Your output should be the complete listing, word for word, with no pictures in it.

- Opening Delimiter -

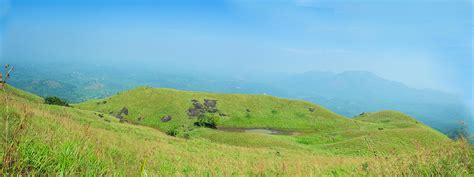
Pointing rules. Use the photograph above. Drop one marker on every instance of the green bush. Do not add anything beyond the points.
(207, 120)
(172, 131)
(53, 100)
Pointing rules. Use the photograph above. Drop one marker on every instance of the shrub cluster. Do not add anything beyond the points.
(53, 100)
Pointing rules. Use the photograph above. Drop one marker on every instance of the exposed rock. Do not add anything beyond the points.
(211, 105)
(124, 111)
(166, 118)
(195, 112)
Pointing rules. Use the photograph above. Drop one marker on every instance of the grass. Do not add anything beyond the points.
(71, 141)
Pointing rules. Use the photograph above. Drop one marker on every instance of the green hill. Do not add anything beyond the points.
(304, 139)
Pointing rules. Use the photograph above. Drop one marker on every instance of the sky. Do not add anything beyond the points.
(424, 44)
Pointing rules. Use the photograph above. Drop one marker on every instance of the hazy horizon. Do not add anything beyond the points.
(421, 44)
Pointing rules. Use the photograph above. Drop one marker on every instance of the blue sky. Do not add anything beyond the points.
(424, 44)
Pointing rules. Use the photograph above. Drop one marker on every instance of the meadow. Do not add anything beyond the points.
(87, 139)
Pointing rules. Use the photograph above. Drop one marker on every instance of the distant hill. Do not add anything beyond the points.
(149, 131)
(354, 92)
(349, 93)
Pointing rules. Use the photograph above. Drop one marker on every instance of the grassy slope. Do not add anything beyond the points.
(324, 130)
(69, 140)
(153, 104)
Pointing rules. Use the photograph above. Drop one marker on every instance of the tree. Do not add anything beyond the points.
(53, 100)
(207, 120)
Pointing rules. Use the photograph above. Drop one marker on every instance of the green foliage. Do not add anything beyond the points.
(207, 120)
(62, 141)
(53, 100)
(172, 131)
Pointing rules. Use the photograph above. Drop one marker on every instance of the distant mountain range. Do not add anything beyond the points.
(349, 93)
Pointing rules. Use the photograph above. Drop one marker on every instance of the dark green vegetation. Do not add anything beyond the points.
(55, 101)
(90, 139)
(347, 94)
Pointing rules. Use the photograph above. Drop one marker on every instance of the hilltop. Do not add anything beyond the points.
(100, 137)
(348, 93)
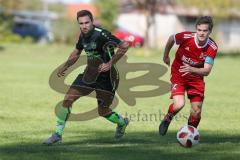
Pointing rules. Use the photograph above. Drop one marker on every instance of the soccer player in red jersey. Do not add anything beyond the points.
(193, 60)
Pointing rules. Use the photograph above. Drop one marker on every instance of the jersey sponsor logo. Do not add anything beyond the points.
(202, 55)
(174, 87)
(187, 48)
(188, 60)
(212, 44)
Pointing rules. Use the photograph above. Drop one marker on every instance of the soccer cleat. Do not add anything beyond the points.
(120, 130)
(163, 127)
(55, 138)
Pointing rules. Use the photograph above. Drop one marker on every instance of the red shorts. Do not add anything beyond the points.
(194, 89)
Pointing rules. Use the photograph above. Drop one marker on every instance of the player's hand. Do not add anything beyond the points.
(166, 60)
(185, 69)
(61, 71)
(104, 67)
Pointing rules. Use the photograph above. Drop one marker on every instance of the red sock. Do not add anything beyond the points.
(194, 121)
(171, 113)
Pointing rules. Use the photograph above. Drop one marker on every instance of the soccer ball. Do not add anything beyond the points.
(188, 136)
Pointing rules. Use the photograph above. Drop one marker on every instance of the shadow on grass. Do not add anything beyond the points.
(233, 54)
(136, 145)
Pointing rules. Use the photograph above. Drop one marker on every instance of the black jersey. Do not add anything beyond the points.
(99, 46)
(98, 43)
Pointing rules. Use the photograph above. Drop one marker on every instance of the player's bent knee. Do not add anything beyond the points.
(68, 103)
(196, 110)
(179, 105)
(103, 111)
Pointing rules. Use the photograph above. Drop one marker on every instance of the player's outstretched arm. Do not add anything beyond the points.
(71, 60)
(122, 49)
(167, 49)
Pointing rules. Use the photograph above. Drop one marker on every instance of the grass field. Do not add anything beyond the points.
(27, 113)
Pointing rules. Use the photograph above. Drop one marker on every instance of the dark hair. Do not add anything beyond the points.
(83, 13)
(205, 20)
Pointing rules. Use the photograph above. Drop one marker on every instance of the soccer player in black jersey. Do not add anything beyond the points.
(100, 75)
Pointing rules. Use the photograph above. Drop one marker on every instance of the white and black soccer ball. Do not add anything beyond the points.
(188, 136)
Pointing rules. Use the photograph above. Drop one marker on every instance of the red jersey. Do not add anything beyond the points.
(191, 53)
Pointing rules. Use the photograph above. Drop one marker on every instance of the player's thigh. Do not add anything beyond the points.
(74, 93)
(178, 101)
(195, 91)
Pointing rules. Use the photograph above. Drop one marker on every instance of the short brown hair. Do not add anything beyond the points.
(83, 13)
(205, 20)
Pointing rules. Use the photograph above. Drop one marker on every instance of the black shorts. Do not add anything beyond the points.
(104, 86)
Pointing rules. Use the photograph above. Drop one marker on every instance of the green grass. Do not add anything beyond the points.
(27, 113)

- Closing Delimiter -

# Completed task
Pointing rules. Use the photograph above. Drop one marker on every instance of the green bush. Do not add anything beyond the points.
(207, 120)
(172, 131)
(53, 100)
Pointing rules. Use the photograph above. Drop one marker on every instance of the shrub cluster. Do not add anything beyond the points.
(53, 100)
Pointing rules. Use the photograph above. Drop one marker on every instance of the exposed rock. Do not add anything beyond the points.
(211, 105)
(124, 111)
(166, 118)
(195, 112)
Pointing rules. Use the photograph above. Drop one marker on every instance of the grass. Do not add anything beyond the points.
(71, 141)
Pointing rules. Use the photograph above. Drop one marker on every instance of the green hill. Do not add anything beyond the points.
(304, 139)
Pointing rules. Use the photograph above. Drop one marker on every instance of the sky. Do not add anything beyond the points.
(424, 44)
Pointing rules. Use the photograph above. Drop one marker on every instance of the hazy horizon. Do not add anything beyond the points.
(421, 44)
Pointing rules. Use the photograph above. Drop one marker on every instance of the blue sky. Do not add anything beyond the points.
(424, 44)
Pointing rules. Use the photograph above. Drop one marker on every instance of the meadow. Do not add anything beyond the points.
(87, 139)
Pointing rules. Use the photograph above. Drop one marker on every instance of the distant hill. Do not add anything beyond the points.
(149, 131)
(354, 92)
(349, 93)
Pointing rules. Use the photograph above. Drop one marker on every instance of the grassy slope. Do not add anything beyond the points.
(324, 130)
(69, 140)
(153, 104)
Pointing rules. Use the photograph above. Drop one marker on every instance of the tree. Do not add anything beyond the points.
(53, 100)
(207, 120)
Pointing rules. Use the photograph above. Drop one marker on every instance of the green foliage. Do not add anything beyond the points.
(207, 120)
(62, 141)
(53, 100)
(172, 131)
Pointing rules. Use the photograph above. Drop one marker on every instance of the distant mountain range. Do not add anything beyond the points.
(349, 93)
Pointing rules. Use the photograph above. Drop one marker on every instance of the dark green vegetation. Do not add anything beyond the points.
(55, 101)
(90, 139)
(347, 94)
Pointing rules. Use the photograph above. Drop one marker on every instance of the hilltop. Do not add anything beyond the points.
(100, 137)
(348, 93)
Pointing rules. Use the photograph above. Drop one marker on every instance of the soccer player in red jersey. Do not add anything beyond the points.
(193, 60)
Pointing rules. Use the photograph above. Drop one marker on every instance of the jersey sponsor logo. Do not add anything beyond the points.
(202, 55)
(174, 87)
(187, 48)
(188, 60)
(212, 44)
Pointing rules. Use the photograph above. Drop one marker on every instance of the soccer cleat. Do not add anything beyond the points.
(120, 130)
(163, 127)
(55, 138)
Pointing rules. Use the photograph above. Drop one marker on every instance of the red shorts. Do not add anything beyond the points.
(194, 89)
Pointing rules. Use the photograph above. Drop one marker on every instance of the player's hand. Do not add anything beyond the points.
(166, 60)
(185, 69)
(61, 71)
(104, 67)
Pointing rules. Use the photograph above. Drop one marker on every instance of the red sock. Do not add anything beyond the points.
(194, 121)
(171, 113)
Pointing rules. Use the photograph above. Drop one marker on every instance of the soccer ball. Do not add anything beyond the points.
(188, 136)
Pointing rules. Use the photograph above. Drop one marker on every instance of the shadow on grass. Do not add anything beyond the points.
(233, 54)
(136, 145)
Pointing rules. Use the photograph above. Drop one marker on every instance of the black jersey. Do not add anything beyond the points.
(99, 46)
(98, 43)
Pointing rules. Use the photograph above. Drop one marker on every instance of the player's bent knee. Do not add anything beyond the points.
(68, 103)
(196, 110)
(179, 105)
(103, 111)
Pointing rules. Use the photograph above. Drop one marker on every instance of the player's outstretched arm. Do not add anything beyond the points.
(71, 60)
(122, 49)
(167, 49)
Pointing rules. Use the photograph above. Drop one marker on every instance of the grass field. Do not add anything beyond the points.
(27, 113)
Pointing rules. Use the photograph above. Drop one marker on every instance of the dark hair. Do not add anything beyond the points.
(83, 13)
(205, 20)
Pointing rules. Use the photograph above. Drop one marker on every instance of the soccer player in black jersey. Do not add anything beyond the points.
(100, 75)
Pointing rules. Use the photograph above. Drop one marker on every instance of the white and black soccer ball. Do not add anything beyond the points.
(188, 136)
Pointing rules. Use the photograph above. Drop one marker on every instance of the red jersey. Do not add anything beyond the points.
(191, 53)
Pointing rules. Use the photograph above. Drop one marker on every instance of the player's thigh. Do not add anything beyond the points.
(74, 93)
(178, 101)
(195, 91)
Pointing rules. Use the photograph above. Drop one marker on every instance of the short brown hair. Do not add anything beyond the points.
(83, 13)
(205, 20)
Pointing rules. Use the photograph above. Drop one marker on every instance of the black shorts. Do not add anything beyond the points.
(104, 86)
Pointing rules. Use the photograph above. Drop one marker on every instance of the green grass. Do not add anything beyond the points.
(27, 113)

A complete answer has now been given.